## Passage for review
P0636 - Relationship of real-world brain atrophy to MS disability using icobrain: 4 centre pilot study (ID 716)

Abstract

Background

To date, no studies have explored the relationship between brain atrophy and MS disability using differing MRI protocols and scanners at multiple sites.

Objectives

To assess the association between brain atrophy and MS disability, as measured by EDSS and 6-month confirmed disability progression (CDP).

Methods

In this retrospective study at 4 MS centres, a total of 1300 patients had brain MRI imaging assessed by icobrain. Relapse-onset MS patients were included if they had two clinical MRIs 12 (±3) months apart and ≥2 EDSS scores post MRI-2, the first ≤3 months from MRI-2, with ≥6 months between first and last EDSS. Volumetric data were analysed if the alignment similarity between two images was as good as that of same-scanner scan-rescan images (normalised mutual information ≥0.2). The percentage brain volume change (PBVC), percentage grey matter change (PGMC), FLAIR lesion volume change, whole brain volume, grey matter volume, FLAIR lesion volume and T1 hypointense lesion volume at MRI-2 were calculated. Ordinal mixed effect models were used to determine the association between these volumetric MRI measures and all EDSS scores post MRI-2. Cox proportional hazards models were used for the 6-month CDP outcome, using a subset of patients with ≥3 EDSS. Models were adjusted for proportion of time spent on disease-modifying therapy during MRIs ± whole brain/grey matter volume at baseline MRI.

## Dataset records

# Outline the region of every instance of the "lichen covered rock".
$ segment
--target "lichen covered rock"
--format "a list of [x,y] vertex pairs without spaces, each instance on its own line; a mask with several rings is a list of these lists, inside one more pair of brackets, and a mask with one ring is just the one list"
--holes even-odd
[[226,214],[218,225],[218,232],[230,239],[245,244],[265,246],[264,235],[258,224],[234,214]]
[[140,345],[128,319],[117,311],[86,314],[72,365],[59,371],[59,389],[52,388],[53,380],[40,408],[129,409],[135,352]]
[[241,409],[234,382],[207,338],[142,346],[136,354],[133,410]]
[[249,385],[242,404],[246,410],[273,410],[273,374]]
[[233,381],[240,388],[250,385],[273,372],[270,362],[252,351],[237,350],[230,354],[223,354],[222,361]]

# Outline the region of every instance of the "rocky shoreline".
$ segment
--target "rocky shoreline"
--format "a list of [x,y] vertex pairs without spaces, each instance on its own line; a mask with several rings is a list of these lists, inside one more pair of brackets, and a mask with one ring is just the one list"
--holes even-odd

## Directions
From the brain atrophy abstract, copy word for word the part starting at "P0636 - Relationship" and ending at "at multiple sites.".

## Exercise response
P0636 - Relationship of real-world brain atrophy to MS disability using icobrain: 4 centre pilot study (ID 716)

Abstract

Background

To date, no studies have explored the relationship between brain atrophy and MS disability using differing MRI protocols and scanners at multiple sites.